#### Exercise:
Answer these questions using the discussion thread below about an MVC framework for Julia:
1. Which project does Steve describe as an excellent base for such a framework?
2. Which language feature does Stefan Karpinski name as potentially helpful?
3. What kind of apps does Nathan Wienert say he has built?

#### Document text:
■ ■ ■ ■ ■

Has much progress been made with an MVC Framework for Julia? I have been 
checking out Morsel <https://github.com/JuliaLang/Morsel.jl>and feel it 
makes an excellent base for developing such a framework. I've not got time 
to work on this myself, but would love to see this pushed forward somehow?

Cheers,

Steve

On Tuesday, 15 January 2013 00:19:13 UTC, Stefan Karpinski wrote:
>
> One potential helpful language feature for this sort of thing is 
> coroutines since they can potentially allow the server to manage state 
> without as many callbacks.
>
>
> On Mon, Jan 14, 2013 at 7:11 PM, Nathan Wienert 
> <natew...@gmail.com<javascript:>
> > wrote:
>
>> I've built a few large scale Rails apps on > 3.0, one that integrates a 
>> bit of WebSockets... I totally agree that any framework that wants to be 
>> relevant in the future will need to adapt to frontend powered web apps...

■ ■ ■ ■ ■

[Labeled area outline entries]
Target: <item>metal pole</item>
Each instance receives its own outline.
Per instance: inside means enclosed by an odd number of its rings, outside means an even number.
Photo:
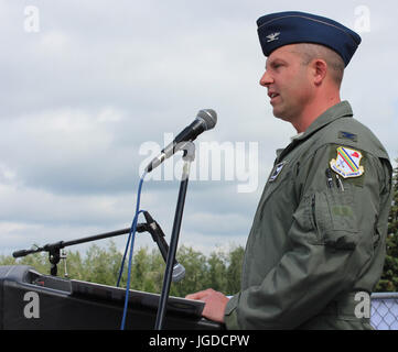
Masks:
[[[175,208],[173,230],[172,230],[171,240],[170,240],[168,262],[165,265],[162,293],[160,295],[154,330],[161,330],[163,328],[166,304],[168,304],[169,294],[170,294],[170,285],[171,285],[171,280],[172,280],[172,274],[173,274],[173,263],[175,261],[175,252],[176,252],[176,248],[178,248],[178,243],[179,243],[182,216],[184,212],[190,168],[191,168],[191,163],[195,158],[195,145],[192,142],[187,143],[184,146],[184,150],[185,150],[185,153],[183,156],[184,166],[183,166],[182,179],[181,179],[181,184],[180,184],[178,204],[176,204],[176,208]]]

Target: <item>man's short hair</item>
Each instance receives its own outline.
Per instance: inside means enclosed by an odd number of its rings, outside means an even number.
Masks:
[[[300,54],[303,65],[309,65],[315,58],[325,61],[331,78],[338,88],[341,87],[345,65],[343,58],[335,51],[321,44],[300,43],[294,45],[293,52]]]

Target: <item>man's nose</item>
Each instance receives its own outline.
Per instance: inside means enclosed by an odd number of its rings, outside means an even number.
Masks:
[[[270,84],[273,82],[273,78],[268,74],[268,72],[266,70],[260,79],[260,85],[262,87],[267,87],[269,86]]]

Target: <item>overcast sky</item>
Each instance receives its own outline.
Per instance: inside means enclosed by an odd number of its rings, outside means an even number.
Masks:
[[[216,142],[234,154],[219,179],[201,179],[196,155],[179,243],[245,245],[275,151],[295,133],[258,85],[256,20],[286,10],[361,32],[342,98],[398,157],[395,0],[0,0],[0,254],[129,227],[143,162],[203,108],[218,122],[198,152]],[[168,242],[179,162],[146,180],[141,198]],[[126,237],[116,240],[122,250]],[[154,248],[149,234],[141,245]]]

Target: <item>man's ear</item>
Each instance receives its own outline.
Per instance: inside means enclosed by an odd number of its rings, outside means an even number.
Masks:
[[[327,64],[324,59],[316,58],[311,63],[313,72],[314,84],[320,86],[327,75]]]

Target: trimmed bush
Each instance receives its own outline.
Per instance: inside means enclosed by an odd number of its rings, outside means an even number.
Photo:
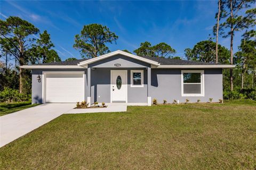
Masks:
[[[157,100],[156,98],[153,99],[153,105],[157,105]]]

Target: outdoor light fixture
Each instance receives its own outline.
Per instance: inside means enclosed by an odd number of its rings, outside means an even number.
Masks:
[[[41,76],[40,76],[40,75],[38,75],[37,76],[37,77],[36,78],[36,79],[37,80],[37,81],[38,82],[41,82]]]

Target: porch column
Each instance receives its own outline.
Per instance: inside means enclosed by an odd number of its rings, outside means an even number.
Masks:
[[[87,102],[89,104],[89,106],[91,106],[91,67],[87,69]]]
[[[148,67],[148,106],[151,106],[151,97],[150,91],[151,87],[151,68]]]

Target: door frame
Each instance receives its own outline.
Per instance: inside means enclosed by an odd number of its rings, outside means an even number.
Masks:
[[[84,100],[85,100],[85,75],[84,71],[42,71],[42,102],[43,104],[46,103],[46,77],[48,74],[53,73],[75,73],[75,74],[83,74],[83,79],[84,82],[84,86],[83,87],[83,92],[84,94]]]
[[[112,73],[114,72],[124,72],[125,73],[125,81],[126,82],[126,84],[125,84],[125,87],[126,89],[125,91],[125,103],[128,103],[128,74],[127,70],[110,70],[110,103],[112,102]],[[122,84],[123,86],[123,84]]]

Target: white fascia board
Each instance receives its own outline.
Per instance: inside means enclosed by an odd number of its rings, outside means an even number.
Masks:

■ ■ ■ ■ ■

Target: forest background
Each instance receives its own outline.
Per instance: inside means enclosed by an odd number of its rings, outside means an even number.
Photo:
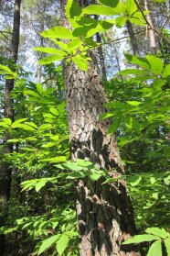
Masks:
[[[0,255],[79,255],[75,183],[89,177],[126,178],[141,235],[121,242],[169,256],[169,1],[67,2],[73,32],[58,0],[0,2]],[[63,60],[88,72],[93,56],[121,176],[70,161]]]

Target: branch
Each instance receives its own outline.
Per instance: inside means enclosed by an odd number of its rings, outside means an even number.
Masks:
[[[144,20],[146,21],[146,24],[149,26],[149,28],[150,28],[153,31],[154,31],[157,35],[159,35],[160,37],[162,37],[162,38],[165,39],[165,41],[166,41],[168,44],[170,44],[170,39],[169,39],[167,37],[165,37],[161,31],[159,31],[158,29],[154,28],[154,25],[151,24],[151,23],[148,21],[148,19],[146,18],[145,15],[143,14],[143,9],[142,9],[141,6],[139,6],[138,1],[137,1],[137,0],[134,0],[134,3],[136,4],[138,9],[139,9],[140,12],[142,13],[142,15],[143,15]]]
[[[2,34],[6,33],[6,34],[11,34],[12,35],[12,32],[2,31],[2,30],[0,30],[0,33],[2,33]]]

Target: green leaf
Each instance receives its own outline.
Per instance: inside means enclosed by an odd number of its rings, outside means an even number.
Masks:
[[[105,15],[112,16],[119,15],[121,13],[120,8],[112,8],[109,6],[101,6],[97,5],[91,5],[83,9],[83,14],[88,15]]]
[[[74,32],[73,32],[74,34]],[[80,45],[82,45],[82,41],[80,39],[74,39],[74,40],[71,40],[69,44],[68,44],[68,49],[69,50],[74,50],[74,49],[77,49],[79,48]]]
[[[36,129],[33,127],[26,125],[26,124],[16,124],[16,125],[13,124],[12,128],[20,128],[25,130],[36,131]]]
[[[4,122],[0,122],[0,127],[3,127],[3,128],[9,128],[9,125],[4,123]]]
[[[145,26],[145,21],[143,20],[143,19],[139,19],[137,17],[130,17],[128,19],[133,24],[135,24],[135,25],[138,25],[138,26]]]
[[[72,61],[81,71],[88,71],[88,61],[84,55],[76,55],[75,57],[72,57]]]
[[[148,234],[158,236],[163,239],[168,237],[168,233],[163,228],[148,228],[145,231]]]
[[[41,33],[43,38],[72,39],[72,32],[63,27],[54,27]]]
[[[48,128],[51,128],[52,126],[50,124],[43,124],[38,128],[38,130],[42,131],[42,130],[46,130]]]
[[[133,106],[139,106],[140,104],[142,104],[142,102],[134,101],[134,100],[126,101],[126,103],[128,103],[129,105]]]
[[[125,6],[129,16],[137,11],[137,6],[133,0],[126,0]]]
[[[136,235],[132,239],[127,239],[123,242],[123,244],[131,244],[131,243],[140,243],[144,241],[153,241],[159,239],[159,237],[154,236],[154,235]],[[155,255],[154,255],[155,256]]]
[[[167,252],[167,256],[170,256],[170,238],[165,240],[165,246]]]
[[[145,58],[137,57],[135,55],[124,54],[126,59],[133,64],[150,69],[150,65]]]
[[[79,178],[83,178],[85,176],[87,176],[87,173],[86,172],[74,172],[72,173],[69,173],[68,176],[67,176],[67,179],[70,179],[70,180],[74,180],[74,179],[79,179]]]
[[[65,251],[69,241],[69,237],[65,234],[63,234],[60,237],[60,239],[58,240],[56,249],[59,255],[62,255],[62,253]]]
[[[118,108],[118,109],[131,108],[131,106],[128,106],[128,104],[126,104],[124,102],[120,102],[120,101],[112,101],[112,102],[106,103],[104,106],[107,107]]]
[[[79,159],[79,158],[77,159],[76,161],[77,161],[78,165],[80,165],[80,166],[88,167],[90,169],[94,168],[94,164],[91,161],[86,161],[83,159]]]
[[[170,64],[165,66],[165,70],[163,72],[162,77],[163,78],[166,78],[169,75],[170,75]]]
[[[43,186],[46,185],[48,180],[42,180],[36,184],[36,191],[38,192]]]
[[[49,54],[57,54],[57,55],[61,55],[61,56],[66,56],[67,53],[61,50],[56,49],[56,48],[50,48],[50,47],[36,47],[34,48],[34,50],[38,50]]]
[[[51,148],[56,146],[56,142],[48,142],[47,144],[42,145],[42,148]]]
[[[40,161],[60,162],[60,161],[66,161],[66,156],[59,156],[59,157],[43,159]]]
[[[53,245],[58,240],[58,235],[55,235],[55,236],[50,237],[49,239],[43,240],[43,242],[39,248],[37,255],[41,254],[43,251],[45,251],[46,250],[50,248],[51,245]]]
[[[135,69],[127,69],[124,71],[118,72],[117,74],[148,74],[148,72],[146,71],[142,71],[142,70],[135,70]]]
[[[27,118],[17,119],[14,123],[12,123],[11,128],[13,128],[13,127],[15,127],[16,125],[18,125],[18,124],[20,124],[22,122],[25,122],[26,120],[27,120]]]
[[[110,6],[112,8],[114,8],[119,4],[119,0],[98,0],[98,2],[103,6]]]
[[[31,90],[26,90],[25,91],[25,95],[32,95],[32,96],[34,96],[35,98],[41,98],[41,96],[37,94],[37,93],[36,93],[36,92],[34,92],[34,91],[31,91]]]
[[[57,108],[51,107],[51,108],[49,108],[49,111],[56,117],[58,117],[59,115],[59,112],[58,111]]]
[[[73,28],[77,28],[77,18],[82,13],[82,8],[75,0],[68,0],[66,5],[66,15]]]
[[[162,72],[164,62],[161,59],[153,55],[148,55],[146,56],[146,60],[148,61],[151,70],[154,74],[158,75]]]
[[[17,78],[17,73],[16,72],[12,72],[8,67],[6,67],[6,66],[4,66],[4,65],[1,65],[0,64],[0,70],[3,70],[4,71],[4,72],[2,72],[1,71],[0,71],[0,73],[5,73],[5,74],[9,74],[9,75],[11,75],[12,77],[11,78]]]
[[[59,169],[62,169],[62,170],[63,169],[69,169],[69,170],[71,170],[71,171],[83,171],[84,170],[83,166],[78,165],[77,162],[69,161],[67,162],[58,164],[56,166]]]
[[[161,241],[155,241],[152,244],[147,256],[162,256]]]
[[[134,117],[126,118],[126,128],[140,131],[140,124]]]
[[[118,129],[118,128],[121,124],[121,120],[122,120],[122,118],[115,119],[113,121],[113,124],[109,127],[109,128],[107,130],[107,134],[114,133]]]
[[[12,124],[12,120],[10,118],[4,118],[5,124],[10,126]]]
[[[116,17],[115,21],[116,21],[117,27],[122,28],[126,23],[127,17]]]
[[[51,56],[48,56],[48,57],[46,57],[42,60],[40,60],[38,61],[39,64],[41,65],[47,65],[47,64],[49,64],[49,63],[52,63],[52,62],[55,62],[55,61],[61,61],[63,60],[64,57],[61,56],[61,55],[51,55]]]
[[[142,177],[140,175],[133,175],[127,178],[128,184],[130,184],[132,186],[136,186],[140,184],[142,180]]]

■ ■ ■ ■ ■

#### Result:
1. Morsel
2. Coroutines
3. A few large scale Rails apps on > 3.0